Sunday, February 14, 2021

Reparação já !Manuel Querino

 


 

Hoje, 14 de fevereiro de 2021 é aniversário de 98 anos do falecimento de Manoel Querino.

Começo com este artigo, uma nova e grata fase da minha trajetória Sacerdotal e de Homem de Letras.

Como Sacerdote do Candomblé Jeje Savalu, não posso prosseguir com o destemor que me trouxe até aqui como um vitorioso nesta corrida de obstáculos criados pelo crivo assimétrico de uma das sociedades mais racistas e iniquas com o povo de pele preta, que a mente humana já foi capaz de conceber, sem enaltecer o FAVOR DE EXU.

Por isso:

Kò gbà.

Laroye Èù,

Èu kò gbà

Elegbara ajágbọ̀n wo sì

Araketu sọ̀rọ̀ sọ̀rọ̀

Èu jìnnìjìnnì

Kò gbà.

Laroye Èù

Como um Homem Preto de Letras (afinal são três livros publicados até o presente momento), nascido e criado nessa “Cidade da Bahia” não posso, não quero, não aceito me distanciar do RESGATE e consequente REPARAÇÃO de uma classe de escritores, pensadores e intelectuais pretos, invisibilizados pela perversidade de um projeto de sociedade.

### Objetivo declarado 1
Transcreva, sem nenhuma alteração, a parte do texto sobre Manuel Querino que começa em "Hoje, 14 de" e termina em "FAVOR DE EXU.".
### Objetivo declarado 2
Conte as linhas dos registros que contêm a palavra "woman", levando em conta maiúsculas e minúsculas, e responda somente com o número.

### Seção de dados
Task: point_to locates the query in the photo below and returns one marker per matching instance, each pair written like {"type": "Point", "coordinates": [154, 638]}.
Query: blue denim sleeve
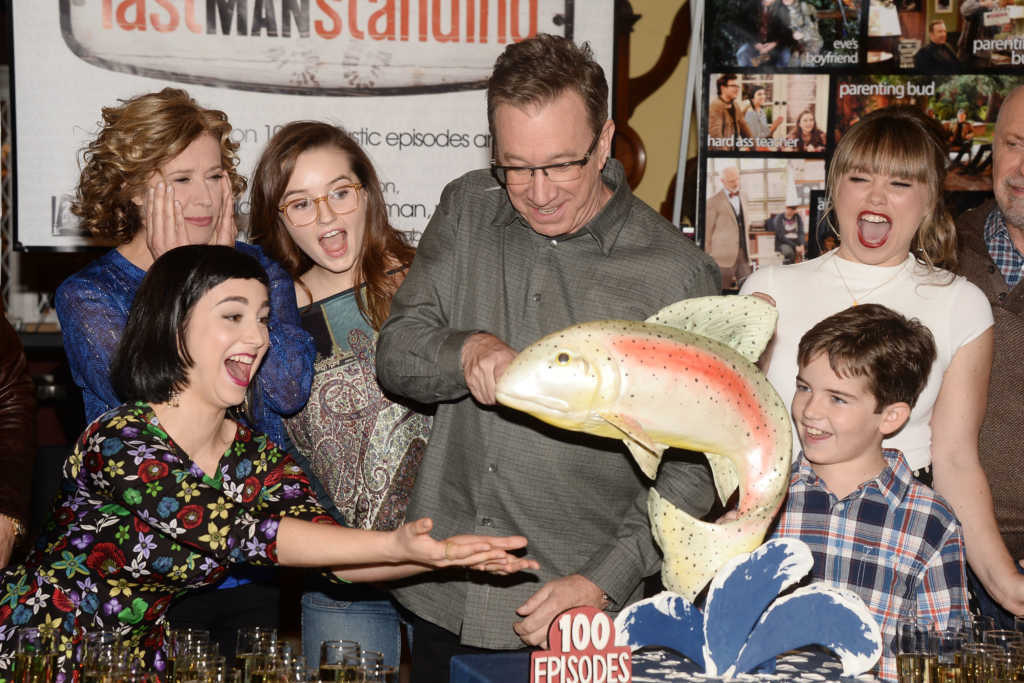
{"type": "Point", "coordinates": [286, 376]}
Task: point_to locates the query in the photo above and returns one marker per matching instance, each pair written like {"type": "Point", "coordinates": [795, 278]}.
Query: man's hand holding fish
{"type": "Point", "coordinates": [484, 357]}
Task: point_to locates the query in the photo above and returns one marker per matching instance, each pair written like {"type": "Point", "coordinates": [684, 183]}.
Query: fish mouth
{"type": "Point", "coordinates": [873, 228]}
{"type": "Point", "coordinates": [546, 404]}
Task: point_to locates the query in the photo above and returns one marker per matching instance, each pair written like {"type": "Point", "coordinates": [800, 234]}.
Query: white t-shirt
{"type": "Point", "coordinates": [806, 293]}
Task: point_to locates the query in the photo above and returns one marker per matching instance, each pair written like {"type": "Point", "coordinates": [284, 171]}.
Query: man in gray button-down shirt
{"type": "Point", "coordinates": [560, 240]}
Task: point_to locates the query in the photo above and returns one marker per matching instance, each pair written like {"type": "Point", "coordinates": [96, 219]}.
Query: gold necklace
{"type": "Point", "coordinates": [877, 287]}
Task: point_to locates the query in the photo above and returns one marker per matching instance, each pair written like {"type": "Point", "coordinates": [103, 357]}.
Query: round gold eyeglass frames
{"type": "Point", "coordinates": [305, 210]}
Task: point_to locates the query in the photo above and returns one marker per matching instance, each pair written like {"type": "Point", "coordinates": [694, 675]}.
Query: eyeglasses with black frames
{"type": "Point", "coordinates": [305, 210]}
{"type": "Point", "coordinates": [562, 172]}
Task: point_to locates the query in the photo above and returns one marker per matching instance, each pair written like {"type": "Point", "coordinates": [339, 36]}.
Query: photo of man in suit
{"type": "Point", "coordinates": [726, 237]}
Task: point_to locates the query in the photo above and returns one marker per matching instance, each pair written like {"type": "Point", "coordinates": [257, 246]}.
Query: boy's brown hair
{"type": "Point", "coordinates": [893, 353]}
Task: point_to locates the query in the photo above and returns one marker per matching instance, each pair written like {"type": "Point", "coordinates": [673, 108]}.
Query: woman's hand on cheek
{"type": "Point", "coordinates": [163, 220]}
{"type": "Point", "coordinates": [225, 231]}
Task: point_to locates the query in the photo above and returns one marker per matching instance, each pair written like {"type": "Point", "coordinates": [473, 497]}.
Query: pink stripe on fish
{"type": "Point", "coordinates": [720, 378]}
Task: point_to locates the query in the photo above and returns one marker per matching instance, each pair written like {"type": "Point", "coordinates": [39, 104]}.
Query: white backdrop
{"type": "Point", "coordinates": [406, 77]}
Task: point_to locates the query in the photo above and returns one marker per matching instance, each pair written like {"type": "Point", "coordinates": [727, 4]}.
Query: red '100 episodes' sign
{"type": "Point", "coordinates": [583, 650]}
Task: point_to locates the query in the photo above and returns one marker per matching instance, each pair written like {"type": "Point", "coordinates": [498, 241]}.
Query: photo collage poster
{"type": "Point", "coordinates": [784, 79]}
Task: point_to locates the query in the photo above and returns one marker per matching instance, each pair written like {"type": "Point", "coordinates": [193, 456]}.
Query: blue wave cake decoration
{"type": "Point", "coordinates": [745, 624]}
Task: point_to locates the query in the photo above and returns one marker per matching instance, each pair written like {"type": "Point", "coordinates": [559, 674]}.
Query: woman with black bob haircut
{"type": "Point", "coordinates": [152, 364]}
{"type": "Point", "coordinates": [161, 495]}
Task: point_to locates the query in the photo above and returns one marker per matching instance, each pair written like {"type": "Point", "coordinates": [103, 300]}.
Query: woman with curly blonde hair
{"type": "Point", "coordinates": [161, 173]}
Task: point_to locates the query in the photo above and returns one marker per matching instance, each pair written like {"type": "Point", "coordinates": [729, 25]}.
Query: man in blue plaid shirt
{"type": "Point", "coordinates": [871, 526]}
{"type": "Point", "coordinates": [990, 251]}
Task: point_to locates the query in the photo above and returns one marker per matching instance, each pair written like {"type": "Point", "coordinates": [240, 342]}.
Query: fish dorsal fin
{"type": "Point", "coordinates": [645, 452]}
{"type": "Point", "coordinates": [726, 480]}
{"type": "Point", "coordinates": [745, 324]}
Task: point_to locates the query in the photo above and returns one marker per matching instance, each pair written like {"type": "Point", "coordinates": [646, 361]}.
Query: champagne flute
{"type": "Point", "coordinates": [34, 658]}
{"type": "Point", "coordinates": [340, 662]}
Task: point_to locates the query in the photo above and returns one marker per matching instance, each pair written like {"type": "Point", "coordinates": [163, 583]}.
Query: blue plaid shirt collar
{"type": "Point", "coordinates": [892, 482]}
{"type": "Point", "coordinates": [1001, 249]}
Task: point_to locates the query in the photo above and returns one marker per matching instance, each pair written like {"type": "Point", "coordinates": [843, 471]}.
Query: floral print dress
{"type": "Point", "coordinates": [136, 524]}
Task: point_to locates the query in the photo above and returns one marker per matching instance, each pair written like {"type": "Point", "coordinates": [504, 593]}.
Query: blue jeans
{"type": "Point", "coordinates": [356, 612]}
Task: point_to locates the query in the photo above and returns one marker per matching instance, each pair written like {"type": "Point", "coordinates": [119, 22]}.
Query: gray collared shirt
{"type": "Point", "coordinates": [580, 500]}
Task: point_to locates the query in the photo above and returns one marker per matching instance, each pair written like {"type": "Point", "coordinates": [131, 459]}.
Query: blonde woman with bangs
{"type": "Point", "coordinates": [159, 174]}
{"type": "Point", "coordinates": [897, 248]}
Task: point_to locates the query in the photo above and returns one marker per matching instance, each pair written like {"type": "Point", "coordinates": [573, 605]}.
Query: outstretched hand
{"type": "Point", "coordinates": [485, 553]}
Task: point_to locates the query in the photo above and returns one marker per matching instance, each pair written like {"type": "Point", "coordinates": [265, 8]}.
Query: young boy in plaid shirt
{"type": "Point", "coordinates": [870, 525]}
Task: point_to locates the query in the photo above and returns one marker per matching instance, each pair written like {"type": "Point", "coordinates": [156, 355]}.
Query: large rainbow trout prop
{"type": "Point", "coordinates": [683, 378]}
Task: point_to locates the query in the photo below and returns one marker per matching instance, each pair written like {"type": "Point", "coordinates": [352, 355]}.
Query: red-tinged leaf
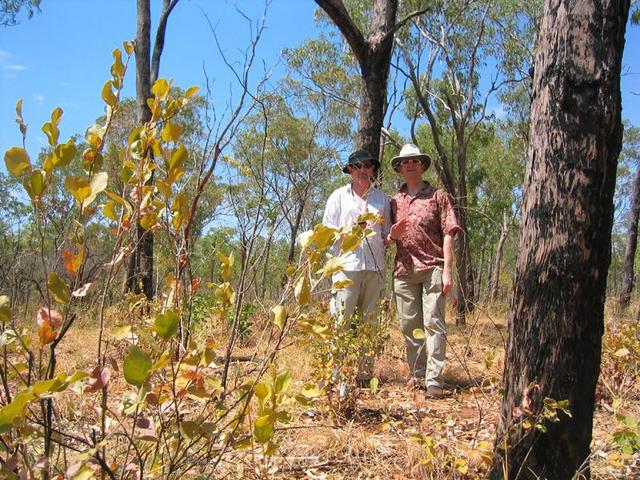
{"type": "Point", "coordinates": [84, 290]}
{"type": "Point", "coordinates": [195, 283]}
{"type": "Point", "coordinates": [46, 333]}
{"type": "Point", "coordinates": [99, 379]}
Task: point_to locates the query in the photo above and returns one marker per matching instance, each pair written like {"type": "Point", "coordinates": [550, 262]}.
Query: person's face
{"type": "Point", "coordinates": [411, 167]}
{"type": "Point", "coordinates": [361, 171]}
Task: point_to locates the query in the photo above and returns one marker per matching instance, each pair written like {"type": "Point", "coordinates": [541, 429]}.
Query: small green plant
{"type": "Point", "coordinates": [627, 433]}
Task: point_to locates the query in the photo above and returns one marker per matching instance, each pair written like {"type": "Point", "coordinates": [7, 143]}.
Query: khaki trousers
{"type": "Point", "coordinates": [421, 305]}
{"type": "Point", "coordinates": [362, 295]}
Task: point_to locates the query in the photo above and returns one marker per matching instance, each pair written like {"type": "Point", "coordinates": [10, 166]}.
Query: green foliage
{"type": "Point", "coordinates": [627, 434]}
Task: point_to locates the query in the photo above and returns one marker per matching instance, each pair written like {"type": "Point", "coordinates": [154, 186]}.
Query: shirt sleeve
{"type": "Point", "coordinates": [386, 216]}
{"type": "Point", "coordinates": [331, 217]}
{"type": "Point", "coordinates": [448, 220]}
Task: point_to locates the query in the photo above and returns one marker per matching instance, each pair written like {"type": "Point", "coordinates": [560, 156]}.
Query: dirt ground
{"type": "Point", "coordinates": [395, 432]}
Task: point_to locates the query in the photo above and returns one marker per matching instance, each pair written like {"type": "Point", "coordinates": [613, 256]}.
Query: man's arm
{"type": "Point", "coordinates": [448, 260]}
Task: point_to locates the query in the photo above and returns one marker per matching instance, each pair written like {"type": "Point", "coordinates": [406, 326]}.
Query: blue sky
{"type": "Point", "coordinates": [61, 57]}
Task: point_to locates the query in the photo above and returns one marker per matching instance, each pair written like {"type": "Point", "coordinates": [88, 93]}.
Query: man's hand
{"type": "Point", "coordinates": [446, 281]}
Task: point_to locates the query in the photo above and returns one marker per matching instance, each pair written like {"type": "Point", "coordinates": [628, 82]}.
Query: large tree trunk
{"type": "Point", "coordinates": [628, 276]}
{"type": "Point", "coordinates": [556, 321]}
{"type": "Point", "coordinates": [374, 57]}
{"type": "Point", "coordinates": [140, 268]}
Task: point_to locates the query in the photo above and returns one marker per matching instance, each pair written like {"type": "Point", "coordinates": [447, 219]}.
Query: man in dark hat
{"type": "Point", "coordinates": [424, 228]}
{"type": "Point", "coordinates": [365, 265]}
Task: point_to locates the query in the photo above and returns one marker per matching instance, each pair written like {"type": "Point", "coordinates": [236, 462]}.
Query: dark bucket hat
{"type": "Point", "coordinates": [359, 156]}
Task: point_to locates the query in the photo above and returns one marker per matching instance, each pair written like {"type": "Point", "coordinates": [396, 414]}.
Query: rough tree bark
{"type": "Point", "coordinates": [557, 310]}
{"type": "Point", "coordinates": [140, 267]}
{"type": "Point", "coordinates": [628, 275]}
{"type": "Point", "coordinates": [374, 58]}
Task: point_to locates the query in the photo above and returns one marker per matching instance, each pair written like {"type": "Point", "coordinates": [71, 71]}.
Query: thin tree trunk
{"type": "Point", "coordinates": [628, 274]}
{"type": "Point", "coordinates": [504, 234]}
{"type": "Point", "coordinates": [140, 267]}
{"type": "Point", "coordinates": [557, 311]}
{"type": "Point", "coordinates": [374, 58]}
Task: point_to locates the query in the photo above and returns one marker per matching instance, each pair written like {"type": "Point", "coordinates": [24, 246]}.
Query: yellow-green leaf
{"type": "Point", "coordinates": [323, 236]}
{"type": "Point", "coordinates": [283, 381]}
{"type": "Point", "coordinates": [63, 154]}
{"type": "Point", "coordinates": [191, 91]}
{"type": "Point", "coordinates": [17, 161]}
{"type": "Point", "coordinates": [263, 429]}
{"type": "Point", "coordinates": [79, 188]}
{"type": "Point", "coordinates": [304, 239]}
{"type": "Point", "coordinates": [333, 265]}
{"type": "Point", "coordinates": [166, 325]}
{"type": "Point", "coordinates": [161, 88]}
{"type": "Point", "coordinates": [341, 285]}
{"type": "Point", "coordinates": [109, 211]}
{"type": "Point", "coordinates": [137, 366]}
{"type": "Point", "coordinates": [50, 129]}
{"type": "Point", "coordinates": [128, 47]}
{"type": "Point", "coordinates": [58, 288]}
{"type": "Point", "coordinates": [350, 243]}
{"type": "Point", "coordinates": [279, 316]}
{"type": "Point", "coordinates": [303, 291]}
{"type": "Point", "coordinates": [117, 69]}
{"type": "Point", "coordinates": [171, 132]}
{"type": "Point", "coordinates": [261, 390]}
{"type": "Point", "coordinates": [35, 184]}
{"type": "Point", "coordinates": [5, 309]}
{"type": "Point", "coordinates": [97, 184]}
{"type": "Point", "coordinates": [15, 410]}
{"type": "Point", "coordinates": [108, 95]}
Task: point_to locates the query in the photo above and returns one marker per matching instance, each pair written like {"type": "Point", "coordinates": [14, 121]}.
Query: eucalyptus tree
{"type": "Point", "coordinates": [369, 29]}
{"type": "Point", "coordinates": [630, 160]}
{"type": "Point", "coordinates": [10, 10]}
{"type": "Point", "coordinates": [140, 267]}
{"type": "Point", "coordinates": [445, 54]}
{"type": "Point", "coordinates": [556, 323]}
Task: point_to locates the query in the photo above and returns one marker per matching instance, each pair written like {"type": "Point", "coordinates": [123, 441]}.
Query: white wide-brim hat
{"type": "Point", "coordinates": [409, 150]}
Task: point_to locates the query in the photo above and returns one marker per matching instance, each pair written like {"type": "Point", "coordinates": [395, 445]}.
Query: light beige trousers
{"type": "Point", "coordinates": [362, 295]}
{"type": "Point", "coordinates": [421, 305]}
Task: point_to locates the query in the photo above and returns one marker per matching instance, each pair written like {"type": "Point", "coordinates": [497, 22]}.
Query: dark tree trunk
{"type": "Point", "coordinates": [374, 57]}
{"type": "Point", "coordinates": [464, 292]}
{"type": "Point", "coordinates": [295, 227]}
{"type": "Point", "coordinates": [140, 267]}
{"type": "Point", "coordinates": [557, 311]}
{"type": "Point", "coordinates": [628, 276]}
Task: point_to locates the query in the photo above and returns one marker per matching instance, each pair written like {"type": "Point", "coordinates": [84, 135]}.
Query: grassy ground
{"type": "Point", "coordinates": [395, 433]}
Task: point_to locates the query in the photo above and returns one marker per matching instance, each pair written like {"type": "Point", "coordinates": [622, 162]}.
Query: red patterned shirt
{"type": "Point", "coordinates": [431, 217]}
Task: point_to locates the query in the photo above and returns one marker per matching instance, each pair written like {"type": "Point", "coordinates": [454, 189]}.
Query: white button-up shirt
{"type": "Point", "coordinates": [343, 208]}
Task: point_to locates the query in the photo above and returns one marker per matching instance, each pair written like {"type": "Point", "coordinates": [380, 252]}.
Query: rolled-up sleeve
{"type": "Point", "coordinates": [331, 217]}
{"type": "Point", "coordinates": [448, 220]}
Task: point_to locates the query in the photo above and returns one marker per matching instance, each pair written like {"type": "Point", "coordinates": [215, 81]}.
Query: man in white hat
{"type": "Point", "coordinates": [365, 266]}
{"type": "Point", "coordinates": [424, 228]}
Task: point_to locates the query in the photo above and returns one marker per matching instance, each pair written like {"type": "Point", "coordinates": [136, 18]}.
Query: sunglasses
{"type": "Point", "coordinates": [359, 165]}
{"type": "Point", "coordinates": [410, 161]}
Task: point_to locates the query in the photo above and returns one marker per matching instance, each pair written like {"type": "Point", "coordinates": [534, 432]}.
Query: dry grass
{"type": "Point", "coordinates": [381, 439]}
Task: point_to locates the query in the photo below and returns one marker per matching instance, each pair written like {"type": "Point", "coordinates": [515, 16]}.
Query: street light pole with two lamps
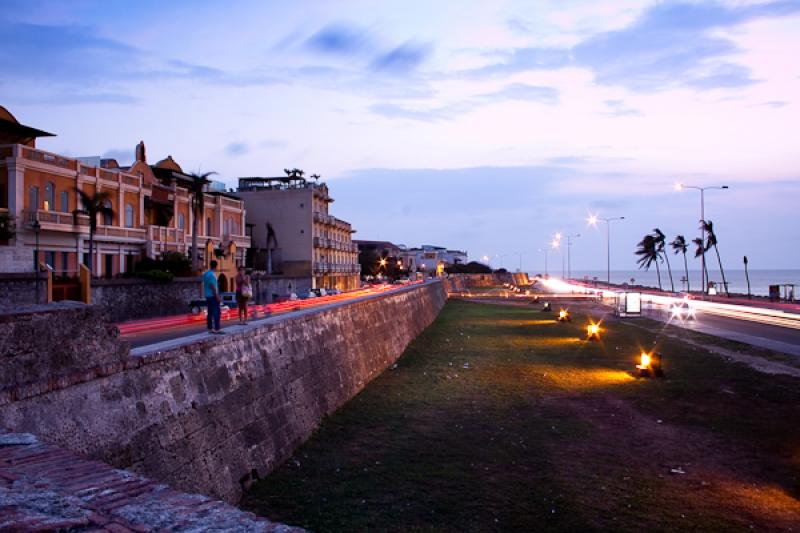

### Resposta completa 1
Hoje, 14 de fevereiro de 2021 é aniversário de 98 anos do falecimento de Manoel Querino.

Começo com este artigo, uma nova e grata fase da minha trajetória Sacerdotal e de Homem de Letras.

Como Sacerdote do Candomblé Jeje Savalu, não posso prosseguir com o destemor que me trouxe até aqui como um vitorioso nesta corrida de obstáculos criados pelo crivo assimétrico de uma das sociedades mais racistas e iniquas com o povo de pele preta, que a mente humana já foi capaz de conceber, sem enaltecer o FAVOR DE EXU.

### Resposta completa 2
4